[Dataset entries]

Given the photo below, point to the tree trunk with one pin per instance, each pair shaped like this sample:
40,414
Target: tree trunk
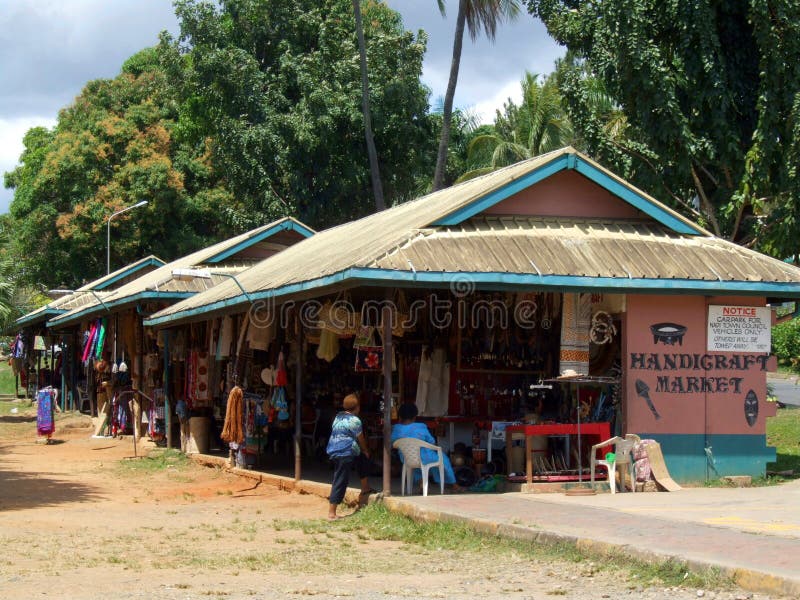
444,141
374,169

==

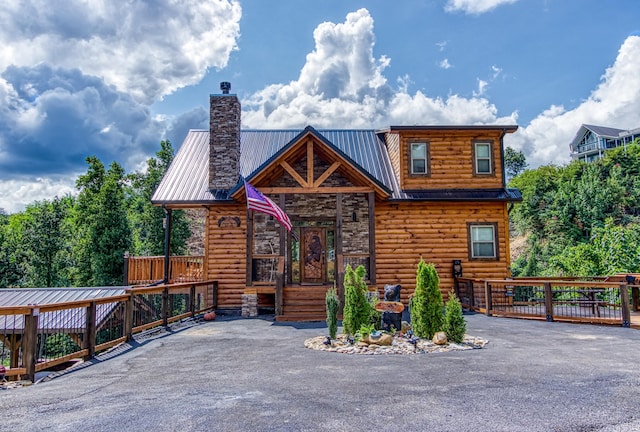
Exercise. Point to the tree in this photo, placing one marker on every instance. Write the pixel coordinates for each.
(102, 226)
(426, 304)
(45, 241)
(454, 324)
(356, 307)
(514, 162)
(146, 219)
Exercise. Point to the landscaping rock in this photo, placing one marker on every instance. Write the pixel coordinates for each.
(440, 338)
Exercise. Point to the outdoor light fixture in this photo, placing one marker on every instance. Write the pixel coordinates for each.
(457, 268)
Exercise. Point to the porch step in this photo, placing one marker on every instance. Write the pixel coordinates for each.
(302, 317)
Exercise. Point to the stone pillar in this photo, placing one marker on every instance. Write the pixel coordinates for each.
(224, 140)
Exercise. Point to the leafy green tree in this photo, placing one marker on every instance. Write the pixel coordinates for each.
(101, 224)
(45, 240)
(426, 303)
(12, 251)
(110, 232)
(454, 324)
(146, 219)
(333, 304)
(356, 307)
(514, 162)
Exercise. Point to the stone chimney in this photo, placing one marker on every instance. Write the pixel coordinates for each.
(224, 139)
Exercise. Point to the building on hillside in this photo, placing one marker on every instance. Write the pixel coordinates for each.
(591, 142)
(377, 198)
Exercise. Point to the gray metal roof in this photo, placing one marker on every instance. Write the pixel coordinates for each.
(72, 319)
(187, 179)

» Task:
List each line of the entries above that contains the word "this".

» Reply to the exercise:
Given the photo below, point to the tree trunk with one pin per instance, each pair shaped like this sample:
Exercise. Point to the tree in this photo, placing one marker on every instance. Write the pixel coordinates for each.
Exercise. Point to the landscaping rock in this photo, placing one marker on every instance. Write the pixel coordinates for each.
Exercise. Point to the outdoor light fixture in this photo, placing one marker on every instance. Write the pixel coordinates for each.
Exercise. Point to the porch step in this photo, placing one marker on every instance. Write the pixel coordinates for each.
Exercise. Point to the stone pillar in this photo, placing one marker on every instance. Write the pixel coordinates for each.
Exercise. Point to the leafy green tree in this photo, placing one marker on every instance. Write the pixel coordinates for each.
Exercise. Point to the stone chimney in this photo, placing one marker on every instance. Write the pixel coordinates for each.
Exercise. Point to the building on hillside in this photo, placing one marker on every instance. Write the pixel coordinates for each.
Exercise. Point to the gray metal roof in this photo, placing one marker on every instance. Write the pixel coordinates for each.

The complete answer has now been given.